_Énoncé écrit a_
Pouvez-vous recopier mot pour mot le passage extrait, en commençant par "Le théâtre ne" et en poursuivant jusqu'à "traitiez encore d’illuminé."?

_Passage extrait_

Le théâtre ne nous plaît tant que parce qu’il est le complice éternel de tous nos vices et de toutes nos erreurs 7. Un honnête homme ne doit point disputer un rang par la brigue, et moins encore le disputer à un pied-plat. On ne cesse de crier : Tous les emplois, tous les rangs, toutes les distinctions sont pour les hommes qui ne les méritent pas. Premièrement rien n’est plus faux : d’ailleurs, de quel droit appelons-nous toutes ces choses des biens ? Vous nous citiez tout à l’heure une charmante épigramme, M. le chevalier : il méritait cet emploi à tous égards ; CEPENDANT il l’a obtenu ; à merveille s’il ne s’agit que de rire ; mais s’il faut raisonner, c’est autre chose. Je voudrais vous faire part d’une réflexion qui me vint un jour en lisant un sermon de votre admirable Bourdaloue ; mais j’ai peur que vous ne me traitiez encore d’illuminé.

 

LE CHEVALIER

 

Gomment donc, encore ! jamais je n’ai dit cela. J’ai dit seulement, ce qui est fort différent, que si certaines gens vous entendaient, ils pourraient bien vous traiter d’illuminé. D’ailleurs il n’y a point ici de certaines gens ; et quand il y en aurait, quand on devrait même imprimer ce que nous disons, il ne faudrait pas s’en embarrasser. Ce qu’on croît vrai, il faut le dire et le dire hardiment ; je voudrais, m’en coûtât-il grand-chose, découvrir une vérité faite pour choquer tout le genre humain : je la lui dirais à brûle-pourpoint.

_Liste affichée_

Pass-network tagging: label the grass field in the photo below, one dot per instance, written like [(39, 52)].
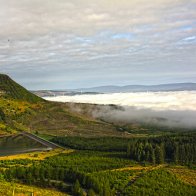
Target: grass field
[(185, 174), (7, 188), (36, 155)]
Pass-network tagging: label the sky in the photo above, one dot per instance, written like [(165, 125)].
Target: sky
[(60, 44)]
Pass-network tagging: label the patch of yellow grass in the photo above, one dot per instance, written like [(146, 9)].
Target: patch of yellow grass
[(36, 155), (185, 174), (7, 189), (139, 167)]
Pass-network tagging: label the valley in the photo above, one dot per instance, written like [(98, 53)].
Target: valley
[(52, 148)]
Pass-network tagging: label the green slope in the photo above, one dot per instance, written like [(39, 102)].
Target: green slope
[(21, 110), (10, 89)]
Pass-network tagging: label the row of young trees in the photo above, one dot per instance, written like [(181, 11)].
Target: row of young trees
[(48, 176), (179, 150)]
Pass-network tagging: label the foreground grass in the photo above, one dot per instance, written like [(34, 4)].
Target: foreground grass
[(185, 174), (23, 190), (36, 155)]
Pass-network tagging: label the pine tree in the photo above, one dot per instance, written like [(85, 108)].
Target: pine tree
[(159, 155), (91, 193)]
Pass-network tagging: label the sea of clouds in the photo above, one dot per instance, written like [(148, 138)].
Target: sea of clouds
[(173, 109)]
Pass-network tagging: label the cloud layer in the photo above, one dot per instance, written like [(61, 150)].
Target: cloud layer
[(173, 109), (79, 43)]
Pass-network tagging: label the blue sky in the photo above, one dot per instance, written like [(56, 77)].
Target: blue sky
[(62, 44)]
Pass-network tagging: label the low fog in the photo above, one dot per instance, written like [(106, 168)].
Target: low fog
[(173, 109)]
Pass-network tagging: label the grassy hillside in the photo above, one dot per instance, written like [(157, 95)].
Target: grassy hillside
[(10, 89), (7, 189), (22, 110)]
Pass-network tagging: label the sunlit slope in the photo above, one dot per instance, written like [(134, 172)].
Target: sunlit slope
[(21, 110), (11, 89)]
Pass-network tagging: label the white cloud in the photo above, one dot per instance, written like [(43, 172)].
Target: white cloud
[(61, 35), (175, 109)]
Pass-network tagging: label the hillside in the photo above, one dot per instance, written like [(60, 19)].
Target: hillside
[(11, 89), (21, 110)]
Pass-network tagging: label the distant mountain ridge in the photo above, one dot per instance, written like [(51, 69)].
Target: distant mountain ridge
[(119, 89), (141, 88)]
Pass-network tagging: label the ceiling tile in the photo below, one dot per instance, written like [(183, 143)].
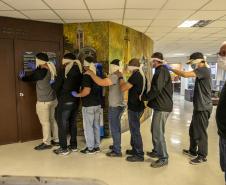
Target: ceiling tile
[(26, 4), (103, 4), (51, 20), (145, 3), (186, 5), (14, 14), (140, 14), (106, 14), (66, 4), (174, 14), (165, 22), (215, 5), (207, 15), (3, 6), (139, 28), (74, 14), (40, 14), (159, 29), (76, 20), (136, 22)]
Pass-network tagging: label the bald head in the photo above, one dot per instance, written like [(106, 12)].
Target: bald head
[(222, 51), (134, 62)]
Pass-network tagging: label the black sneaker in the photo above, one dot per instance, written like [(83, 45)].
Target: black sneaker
[(72, 148), (97, 149), (130, 152), (152, 154), (113, 154), (198, 160), (189, 153), (135, 158), (87, 151), (54, 143), (43, 146), (61, 151), (159, 163)]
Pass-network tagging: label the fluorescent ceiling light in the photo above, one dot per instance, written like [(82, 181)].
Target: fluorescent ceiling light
[(188, 23)]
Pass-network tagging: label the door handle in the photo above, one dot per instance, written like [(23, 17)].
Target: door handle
[(21, 94)]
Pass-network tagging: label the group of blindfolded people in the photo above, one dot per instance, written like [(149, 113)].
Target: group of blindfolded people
[(59, 94)]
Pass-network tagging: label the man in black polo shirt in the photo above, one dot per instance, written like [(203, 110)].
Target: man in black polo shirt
[(202, 107), (221, 111), (160, 100), (91, 108), (136, 87), (69, 79)]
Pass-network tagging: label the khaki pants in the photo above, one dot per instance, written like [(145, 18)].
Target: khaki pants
[(46, 115)]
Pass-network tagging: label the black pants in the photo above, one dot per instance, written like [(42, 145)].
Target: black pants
[(198, 132), (66, 120), (136, 138)]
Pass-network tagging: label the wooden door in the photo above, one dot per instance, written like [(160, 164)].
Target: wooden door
[(8, 111), (29, 125)]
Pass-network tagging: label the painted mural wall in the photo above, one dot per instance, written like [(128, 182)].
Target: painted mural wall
[(110, 41)]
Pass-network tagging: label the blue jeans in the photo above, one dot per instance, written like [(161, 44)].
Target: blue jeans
[(158, 130), (114, 117), (91, 125), (222, 146), (136, 139)]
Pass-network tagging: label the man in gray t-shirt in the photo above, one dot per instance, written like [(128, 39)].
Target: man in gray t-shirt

_Énoncé écrit b_
Pouvez-vous citer telles quelles les lignes de la liste, du tout début de la liste jusqu'à la ligne contenant "[(48, 176), (179, 150)]", celle-ci comprise, sans reprendre les images?

_Résultat obtenu a_
Le théâtre ne nous plaît tant que parce qu’il est le complice éternel de tous nos vices et de toutes nos erreurs 7. Un honnête homme ne doit point disputer un rang par la brigue, et moins encore le disputer à un pied-plat. On ne cesse de crier : Tous les emplois, tous les rangs, toutes les distinctions sont pour les hommes qui ne les méritent pas. Premièrement rien n’est plus faux : d’ailleurs, de quel droit appelons-nous toutes ces choses des biens ? Vous nous citiez tout à l’heure une charmante épigramme, M. le chevalier : il méritait cet emploi à tous égards ; CEPENDANT il l’a obtenu ; à merveille s’il ne s’agit que de rire ; mais s’il faut raisonner, c’est autre chose. Je voudrais vous faire part d’une réflexion qui me vint un jour en lisant un sermon de votre admirable Bourdaloue ; mais j’ai peur que vous ne me traitiez encore d’illuminé.

_Résultat obtenu b_
Pass-network tagging: label the grass field in the photo below, one dot per instance, written like [(39, 52)].
Target: grass field
[(185, 174), (7, 188), (36, 155)]
Pass-network tagging: label the sky in the photo above, one dot per instance, written like [(165, 125)].
Target: sky
[(60, 44)]
Pass-network tagging: label the patch of yellow grass in the photo above, one dot per instance, written like [(146, 9)].
Target: patch of yellow grass
[(36, 155), (185, 174), (7, 189), (139, 167)]
Pass-network tagging: label the valley in the photo above, one dot per instance, written like [(98, 53)].
Target: valley
[(52, 148)]
Pass-network tagging: label the green slope in the photo above, one dot per instance, written like [(39, 102)].
Target: green slope
[(21, 110), (10, 89)]
Pass-network tagging: label the row of young trees in the photo above, one dot per instance, written like [(181, 11)].
Target: row of young trees
[(48, 176), (179, 150)]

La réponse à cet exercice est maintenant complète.